# CONSIGNES DE L'EXERCICE
1 > Répondez aux questions suivantes à partir de l'extrait sur le barrage de Sivens :
(a) Quelle organisation a appelé les milices pro-barrage à manifester ?
(b) Combien de pages compte environ le document présenté ?
(c) Dans quels pays un chapitre situe-t-il l'origine du phénomène fasciste ?
2 > Indiquez si chaque affirmation concorde avec l'extrait sur le barrage de Sivens :
(a) Le blocage des routes par les milices pro-barrage a duré une semaine.
(b) Le document a d'abord été diffusé début mars 2015.
(c) Autour de la ZAD du Testet, la population est acquise à la cause, comme à Notre-Dame-Des-Landes.
3 > Recopiez fidèlement l'extrait sur le barrage de Sivens depuis les mots « Ce qui frappe, outre » jusqu'aux mots « la vague fasciste... » inclus.

─── EXTRAIT DU DOCUMENT ───

Début mars 2015, la répression des opposants au projet de barrage de Sivens est entrée dans une phase inédite. Durant une semaine, des milices pro-barrage appelées à manifester par la Fédération Départementale des Syndicats d'Exploitants Agricoles (FDSEA) ont bloqué les routes, traqué et agressé les «zadistes» et leurs soutiens avec la complicité non dissimulée de la gendarmerie locale. Cela a conduit de nombreux militants à qualifier les méthodes utilisées par le pouvoir et ces groupes de fascistes.
C’est à la suite de controverses concernant l’usage du terme dans nos Assemblées Générales que nous avons décidé de mener un travail d’enquête pour mieux saisir la nature du fascisme. Nous sommes donc brièvement revenus sur les périodes que l’Histoire a qualifiées de fascistes dans le but de voir en quoi les événements survenus dans le Tarn y ressemblent ou diffèrent et d’en saisir les singularités.
C’est un petit document d’une soixantaine de pages écrit en quelques semaines par plusieurs personnes participant activement à la lutte et vivant sur le territoire, d’abord diffusé lors du Printemps 2 Sivens fin avril et depuis lors à travers des réseaux alternatifs.
Produire des réflexions émanant directement des luttes territoriales, les diffuser et les présenter sur ces lieux de luttes, cela nous semble une perspective cohérente et même essentielle dans le but de recréer des territoires vivables et autonomes! L’ouvrage revient sommairement sur la genèse des événements qui ont conduit à la semaine de blocus précédant l’expulsion de la ZAD du Testet. La responsabilité des élus locaux est décortiquée et les multiples exactions des agriculteurs et personnes pro-barrage sont rappelées. De quoi comprendre que, contrairement à d’autres luttes territoriales où la population est acquise à la cause (Notre-Dame-Des-Landes, le Val de Suse), la ZAD du Testet, depuis son début, est située au beau milieu d’une poudrière.
Un chapitre revient sur l’origine du phénomène fasciste en Italie et en Allemagne.
Ce qui frappe, outre la similitude des méthodes utilisées par des petits groupes affinitaires reliés par un sentiment d’identité commune – casser les grèves ou les collectivisations d’usine en agressant, en faisant peur, etc., c’est l’attitude des partis du pouvoir. En Italie en 1915, la monarchie constitutionnelle en place tolérait les agissements des fascistes du PNF qui contenaient le mouvement révolutionnaire à moindre coût, avant de se faire dépasser par la vague fasciste...
La propension des Occidentaux à adhérer à des principes aussi abstraits que le culte de la Nation, l’idolâtrie d’un chef peut se comprendre par l’influence fondamentale de la religion, notamment de la Chrétienté, système politico-religieux qui coupe les êtres de leurs fondements vitaux (séparation de la chair et de l’esprit) et qui exige la synchronisation théologique de la pensée de tous les croyants à ces idées abstraites.

─── DONNÉES BRUTES ───

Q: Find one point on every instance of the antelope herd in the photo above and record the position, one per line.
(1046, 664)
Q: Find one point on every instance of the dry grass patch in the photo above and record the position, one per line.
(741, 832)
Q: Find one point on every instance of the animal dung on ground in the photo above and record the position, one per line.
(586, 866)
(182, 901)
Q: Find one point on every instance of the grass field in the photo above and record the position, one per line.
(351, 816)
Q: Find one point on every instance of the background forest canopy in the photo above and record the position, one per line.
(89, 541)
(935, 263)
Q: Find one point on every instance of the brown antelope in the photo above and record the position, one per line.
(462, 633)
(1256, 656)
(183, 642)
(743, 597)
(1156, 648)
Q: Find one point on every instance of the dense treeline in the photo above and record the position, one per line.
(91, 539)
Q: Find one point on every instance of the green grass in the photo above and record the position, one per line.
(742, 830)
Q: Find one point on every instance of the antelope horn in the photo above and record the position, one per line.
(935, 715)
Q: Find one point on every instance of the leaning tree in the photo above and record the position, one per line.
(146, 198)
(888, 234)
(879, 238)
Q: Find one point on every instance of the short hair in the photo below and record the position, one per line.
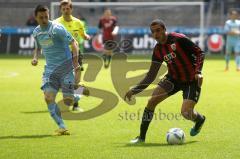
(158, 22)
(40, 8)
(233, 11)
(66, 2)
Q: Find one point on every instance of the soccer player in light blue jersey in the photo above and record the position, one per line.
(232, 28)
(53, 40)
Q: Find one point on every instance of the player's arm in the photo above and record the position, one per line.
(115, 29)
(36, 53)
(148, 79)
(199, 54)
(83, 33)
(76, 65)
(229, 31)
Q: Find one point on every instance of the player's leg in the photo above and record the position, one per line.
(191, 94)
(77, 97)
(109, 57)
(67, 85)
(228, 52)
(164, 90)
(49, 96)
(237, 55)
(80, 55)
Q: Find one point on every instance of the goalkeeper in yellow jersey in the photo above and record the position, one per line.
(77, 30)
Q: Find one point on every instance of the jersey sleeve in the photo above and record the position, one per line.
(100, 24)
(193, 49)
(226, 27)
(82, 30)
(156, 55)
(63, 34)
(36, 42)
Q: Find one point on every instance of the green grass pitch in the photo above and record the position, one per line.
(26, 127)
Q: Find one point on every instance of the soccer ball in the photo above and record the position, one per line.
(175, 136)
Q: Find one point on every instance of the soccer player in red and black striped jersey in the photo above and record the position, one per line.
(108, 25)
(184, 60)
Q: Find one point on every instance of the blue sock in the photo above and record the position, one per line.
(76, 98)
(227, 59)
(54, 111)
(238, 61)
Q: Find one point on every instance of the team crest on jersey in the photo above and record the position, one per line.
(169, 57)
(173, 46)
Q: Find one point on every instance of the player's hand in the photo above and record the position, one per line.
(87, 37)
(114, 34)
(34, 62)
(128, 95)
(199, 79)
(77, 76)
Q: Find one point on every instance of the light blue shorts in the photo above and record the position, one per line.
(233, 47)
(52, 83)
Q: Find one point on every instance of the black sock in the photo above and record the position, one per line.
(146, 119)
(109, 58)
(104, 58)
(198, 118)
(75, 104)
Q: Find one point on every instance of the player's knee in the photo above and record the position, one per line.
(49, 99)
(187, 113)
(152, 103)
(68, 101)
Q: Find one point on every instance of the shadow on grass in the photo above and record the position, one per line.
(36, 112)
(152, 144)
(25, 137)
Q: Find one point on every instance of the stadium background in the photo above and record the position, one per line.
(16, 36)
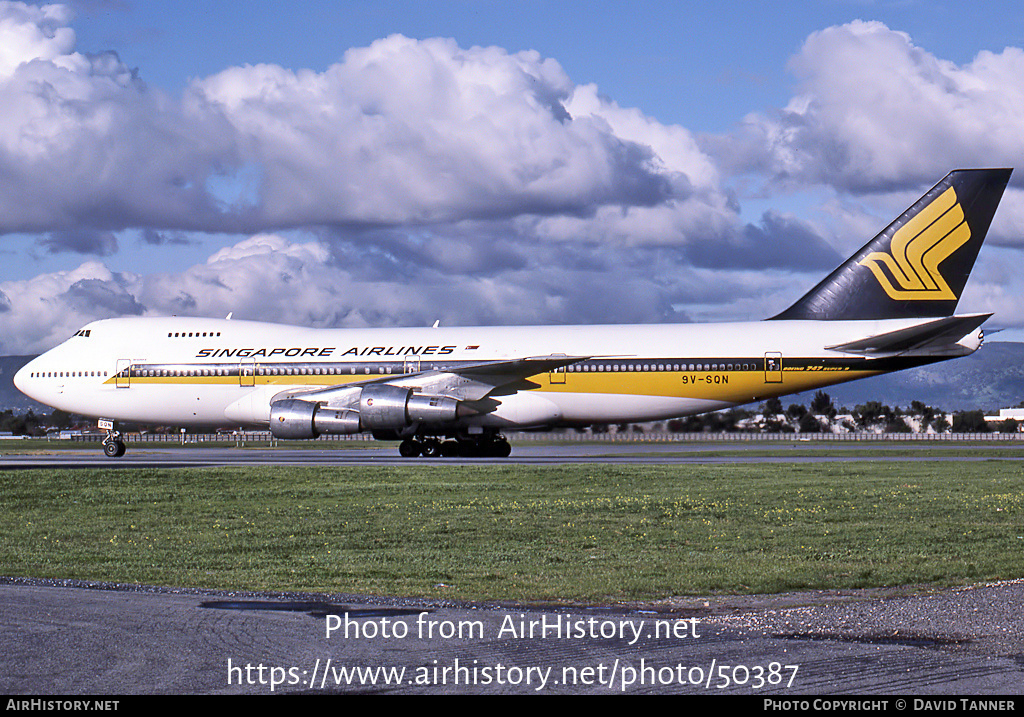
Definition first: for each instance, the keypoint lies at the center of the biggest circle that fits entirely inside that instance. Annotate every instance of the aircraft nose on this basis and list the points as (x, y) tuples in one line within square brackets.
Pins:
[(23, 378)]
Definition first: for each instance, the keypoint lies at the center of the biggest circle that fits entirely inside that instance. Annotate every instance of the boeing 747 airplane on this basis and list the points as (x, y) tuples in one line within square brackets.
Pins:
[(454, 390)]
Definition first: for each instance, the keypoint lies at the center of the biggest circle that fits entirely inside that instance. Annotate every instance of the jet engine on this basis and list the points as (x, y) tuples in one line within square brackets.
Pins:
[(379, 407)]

───
─── DONNÉES BRUTES ───

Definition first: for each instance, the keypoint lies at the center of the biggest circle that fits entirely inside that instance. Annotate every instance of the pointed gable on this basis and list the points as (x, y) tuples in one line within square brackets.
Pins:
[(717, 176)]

───
─── DONNÉES BRUTES ───

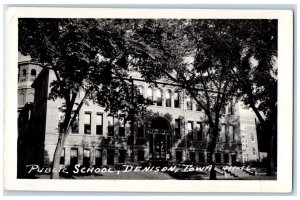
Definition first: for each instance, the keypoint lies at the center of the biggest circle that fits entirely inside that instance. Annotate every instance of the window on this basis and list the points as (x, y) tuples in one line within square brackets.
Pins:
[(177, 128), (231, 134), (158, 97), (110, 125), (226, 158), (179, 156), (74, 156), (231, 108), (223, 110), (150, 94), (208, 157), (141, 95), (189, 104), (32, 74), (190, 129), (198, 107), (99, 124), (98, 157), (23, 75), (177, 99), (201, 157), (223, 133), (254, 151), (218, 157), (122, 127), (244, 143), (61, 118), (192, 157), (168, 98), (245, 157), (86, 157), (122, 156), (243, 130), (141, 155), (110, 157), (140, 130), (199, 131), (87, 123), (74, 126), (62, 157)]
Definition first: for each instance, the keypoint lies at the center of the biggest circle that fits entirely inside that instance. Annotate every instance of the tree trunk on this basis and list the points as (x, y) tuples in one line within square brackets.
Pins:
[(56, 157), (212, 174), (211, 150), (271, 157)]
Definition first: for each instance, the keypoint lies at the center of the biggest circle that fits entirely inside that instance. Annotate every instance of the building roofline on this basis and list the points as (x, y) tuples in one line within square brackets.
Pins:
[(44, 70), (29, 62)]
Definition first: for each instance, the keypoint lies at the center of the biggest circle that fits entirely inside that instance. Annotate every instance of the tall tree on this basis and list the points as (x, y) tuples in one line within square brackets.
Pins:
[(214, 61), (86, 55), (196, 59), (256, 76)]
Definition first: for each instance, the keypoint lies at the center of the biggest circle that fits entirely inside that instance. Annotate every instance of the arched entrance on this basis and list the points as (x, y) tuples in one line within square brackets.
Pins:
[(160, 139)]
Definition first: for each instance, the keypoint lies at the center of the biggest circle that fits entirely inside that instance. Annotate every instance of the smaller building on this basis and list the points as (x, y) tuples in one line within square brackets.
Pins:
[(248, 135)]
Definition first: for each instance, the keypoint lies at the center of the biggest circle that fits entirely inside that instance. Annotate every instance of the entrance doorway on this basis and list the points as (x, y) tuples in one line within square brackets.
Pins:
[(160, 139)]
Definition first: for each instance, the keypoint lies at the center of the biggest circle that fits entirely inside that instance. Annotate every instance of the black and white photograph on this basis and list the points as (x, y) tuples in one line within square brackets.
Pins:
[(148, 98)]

───

# RÉPONSES AUX EXERCICES
1 >
(a) La Fédération Départementale des Syndicats d'Exploitants Agricoles (FDSEA).
(b) Une soixantaine de pages.
(c) En Italie et en Allemagne.

2 >
(a) Oui : « Durant une semaine, des milices pro-barrage appelées à manifester par la Fédération Départementale des Syndicats d'Exploitants Agricoles (FDSEA) ont bloqué les routes ».
(b) Non : « d’abord diffusé lors du Printemps 2 Sivens fin avril ».
(c) Non : « contrairement à d’autres luttes territoriales où la population est acquise à la cause (Notre-Dame-Des-Landes, le Val de Suse), la ZAD du Testet, depuis son début, est située au beau milieu d’une poudrière ».

3 >
Ce qui frappe, outre la similitude des méthodes utilisées par des petits groupes affinitaires reliés par un sentiment d’identité commune – casser les grèves ou les collectivisations d’usine en agressant, en faisant peur, etc., c’est l’attitude des partis du pouvoir. En Italie en 1915, la monarchie constitutionnelle en place tolérait les agissements des fascistes du PNF qui contenaient le mouvement révolutionnaire à moindre coût, avant de se faire dépasser par la vague fasciste...